▶ [What the task requires]
Reproduce the items from their first line through the line containing "xmin=620 ymin=49 xmax=665 ymax=215", with "newlines" replaced by "line breaks" and every other word unchanged.

▶ [Data listing]
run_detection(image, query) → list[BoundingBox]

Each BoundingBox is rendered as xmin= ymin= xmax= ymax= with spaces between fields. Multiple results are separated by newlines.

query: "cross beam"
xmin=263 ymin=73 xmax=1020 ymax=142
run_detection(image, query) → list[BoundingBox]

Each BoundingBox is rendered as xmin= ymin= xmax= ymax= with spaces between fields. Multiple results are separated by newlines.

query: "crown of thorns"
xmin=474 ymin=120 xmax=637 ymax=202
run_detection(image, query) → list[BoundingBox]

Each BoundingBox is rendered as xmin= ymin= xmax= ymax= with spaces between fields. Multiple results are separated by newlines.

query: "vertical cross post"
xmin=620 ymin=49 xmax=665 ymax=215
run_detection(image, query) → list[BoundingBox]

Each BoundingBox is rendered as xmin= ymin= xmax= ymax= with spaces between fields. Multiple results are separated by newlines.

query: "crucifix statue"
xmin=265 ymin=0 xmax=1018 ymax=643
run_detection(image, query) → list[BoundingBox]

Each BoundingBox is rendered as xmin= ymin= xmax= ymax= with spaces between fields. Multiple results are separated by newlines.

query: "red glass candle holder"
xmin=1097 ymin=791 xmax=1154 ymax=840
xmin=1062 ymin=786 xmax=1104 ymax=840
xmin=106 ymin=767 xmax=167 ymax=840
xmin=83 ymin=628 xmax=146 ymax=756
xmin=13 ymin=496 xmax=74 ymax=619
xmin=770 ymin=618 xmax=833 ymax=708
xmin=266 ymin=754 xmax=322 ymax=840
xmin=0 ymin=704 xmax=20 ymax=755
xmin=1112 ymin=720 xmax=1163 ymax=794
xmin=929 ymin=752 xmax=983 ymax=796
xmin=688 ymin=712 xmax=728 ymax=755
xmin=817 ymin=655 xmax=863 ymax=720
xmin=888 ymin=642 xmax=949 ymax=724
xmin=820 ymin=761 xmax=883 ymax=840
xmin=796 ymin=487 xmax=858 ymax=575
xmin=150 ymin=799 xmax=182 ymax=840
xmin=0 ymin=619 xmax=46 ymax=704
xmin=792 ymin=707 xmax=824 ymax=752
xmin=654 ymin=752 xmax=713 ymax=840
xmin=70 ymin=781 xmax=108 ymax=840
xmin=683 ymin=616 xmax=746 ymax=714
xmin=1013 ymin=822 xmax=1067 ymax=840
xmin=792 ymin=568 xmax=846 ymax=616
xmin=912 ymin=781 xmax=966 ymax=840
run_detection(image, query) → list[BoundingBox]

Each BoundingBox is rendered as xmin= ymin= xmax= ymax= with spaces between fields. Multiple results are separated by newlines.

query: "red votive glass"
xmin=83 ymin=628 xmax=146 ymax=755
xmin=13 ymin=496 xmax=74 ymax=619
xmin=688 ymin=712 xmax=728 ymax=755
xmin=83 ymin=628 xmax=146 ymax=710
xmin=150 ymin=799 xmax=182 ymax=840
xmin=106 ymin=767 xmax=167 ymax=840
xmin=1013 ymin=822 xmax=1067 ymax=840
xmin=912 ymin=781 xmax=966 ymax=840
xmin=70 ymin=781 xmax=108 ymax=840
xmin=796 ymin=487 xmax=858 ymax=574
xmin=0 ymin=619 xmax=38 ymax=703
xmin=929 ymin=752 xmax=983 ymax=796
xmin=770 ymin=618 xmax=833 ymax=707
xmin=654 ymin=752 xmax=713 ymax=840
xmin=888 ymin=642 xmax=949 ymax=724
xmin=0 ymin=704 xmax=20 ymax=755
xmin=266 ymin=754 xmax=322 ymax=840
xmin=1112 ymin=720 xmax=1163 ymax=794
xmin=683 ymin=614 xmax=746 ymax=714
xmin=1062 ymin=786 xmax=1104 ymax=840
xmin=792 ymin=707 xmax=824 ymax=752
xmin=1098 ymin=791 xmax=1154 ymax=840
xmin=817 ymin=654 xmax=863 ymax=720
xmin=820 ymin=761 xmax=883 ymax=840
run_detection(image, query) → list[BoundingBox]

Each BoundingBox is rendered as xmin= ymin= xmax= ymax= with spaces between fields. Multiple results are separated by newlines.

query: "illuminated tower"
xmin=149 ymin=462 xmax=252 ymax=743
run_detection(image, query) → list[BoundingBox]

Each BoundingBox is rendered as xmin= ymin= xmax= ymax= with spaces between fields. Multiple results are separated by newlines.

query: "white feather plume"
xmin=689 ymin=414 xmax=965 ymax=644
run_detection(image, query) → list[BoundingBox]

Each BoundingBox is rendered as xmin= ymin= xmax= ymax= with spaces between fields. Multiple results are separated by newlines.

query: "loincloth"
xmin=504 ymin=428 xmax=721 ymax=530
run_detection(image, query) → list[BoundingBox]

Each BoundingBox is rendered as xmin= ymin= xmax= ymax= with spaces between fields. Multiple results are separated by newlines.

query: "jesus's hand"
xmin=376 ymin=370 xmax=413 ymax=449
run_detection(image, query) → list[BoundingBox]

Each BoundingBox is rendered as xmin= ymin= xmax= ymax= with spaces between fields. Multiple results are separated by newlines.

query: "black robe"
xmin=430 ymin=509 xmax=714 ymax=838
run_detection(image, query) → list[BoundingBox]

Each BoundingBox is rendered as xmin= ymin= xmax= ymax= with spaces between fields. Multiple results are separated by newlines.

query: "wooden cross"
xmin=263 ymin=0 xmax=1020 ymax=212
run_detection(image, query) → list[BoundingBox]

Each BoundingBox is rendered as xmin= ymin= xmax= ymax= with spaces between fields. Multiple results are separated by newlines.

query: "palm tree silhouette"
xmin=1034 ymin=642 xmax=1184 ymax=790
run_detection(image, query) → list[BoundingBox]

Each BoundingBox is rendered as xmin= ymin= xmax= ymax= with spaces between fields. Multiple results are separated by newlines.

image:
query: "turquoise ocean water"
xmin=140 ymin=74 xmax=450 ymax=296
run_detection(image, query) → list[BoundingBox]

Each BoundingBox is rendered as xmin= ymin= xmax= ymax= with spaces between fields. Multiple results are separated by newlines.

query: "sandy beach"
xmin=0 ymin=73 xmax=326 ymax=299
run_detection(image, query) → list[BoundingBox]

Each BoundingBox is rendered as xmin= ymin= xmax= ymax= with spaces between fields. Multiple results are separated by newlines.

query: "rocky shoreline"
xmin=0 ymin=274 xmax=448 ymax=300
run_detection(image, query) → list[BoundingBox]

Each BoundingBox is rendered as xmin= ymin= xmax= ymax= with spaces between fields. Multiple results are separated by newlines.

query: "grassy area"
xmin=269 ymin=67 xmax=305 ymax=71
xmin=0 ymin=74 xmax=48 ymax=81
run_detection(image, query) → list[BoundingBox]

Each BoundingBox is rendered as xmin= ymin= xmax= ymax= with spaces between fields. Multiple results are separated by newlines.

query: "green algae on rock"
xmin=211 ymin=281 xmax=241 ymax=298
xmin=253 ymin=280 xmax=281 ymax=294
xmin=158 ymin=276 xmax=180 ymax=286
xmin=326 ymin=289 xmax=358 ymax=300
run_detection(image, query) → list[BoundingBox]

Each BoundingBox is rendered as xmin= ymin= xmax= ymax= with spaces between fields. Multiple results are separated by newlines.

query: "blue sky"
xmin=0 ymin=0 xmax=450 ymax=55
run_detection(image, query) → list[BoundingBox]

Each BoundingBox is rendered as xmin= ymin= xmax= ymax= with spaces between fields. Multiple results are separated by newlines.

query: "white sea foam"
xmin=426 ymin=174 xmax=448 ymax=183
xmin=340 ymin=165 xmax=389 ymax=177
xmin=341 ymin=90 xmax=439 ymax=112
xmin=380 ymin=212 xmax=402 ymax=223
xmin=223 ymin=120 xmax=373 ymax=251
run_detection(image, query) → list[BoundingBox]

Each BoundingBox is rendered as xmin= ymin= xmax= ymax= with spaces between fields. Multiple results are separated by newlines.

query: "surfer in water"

▶ [Solution for this task]
run_detection(image, query) → list[BoundingBox]

Each BoundingBox is rendered as xmin= ymin= xmax= ymax= with spaces between fields. Multiple results are separated by line breaks.

query: "cross beam"
xmin=263 ymin=73 xmax=1020 ymax=142
run_detection(image, query) → list[BoundingBox]

Each BoundingBox is rendered as xmin= ymin= xmax= ymax= with spaces between fields. Multiple results are separated by line breaks.

query: "crown of thorns"
xmin=474 ymin=120 xmax=637 ymax=202
run_detection(image, query) → list[BoundingBox]

Each BoundingBox is rendered as xmin= ymin= xmax= ymax= with spaces between fields. Multiple results are separated by line breaks.

query: "vertical cross post"
xmin=620 ymin=49 xmax=665 ymax=215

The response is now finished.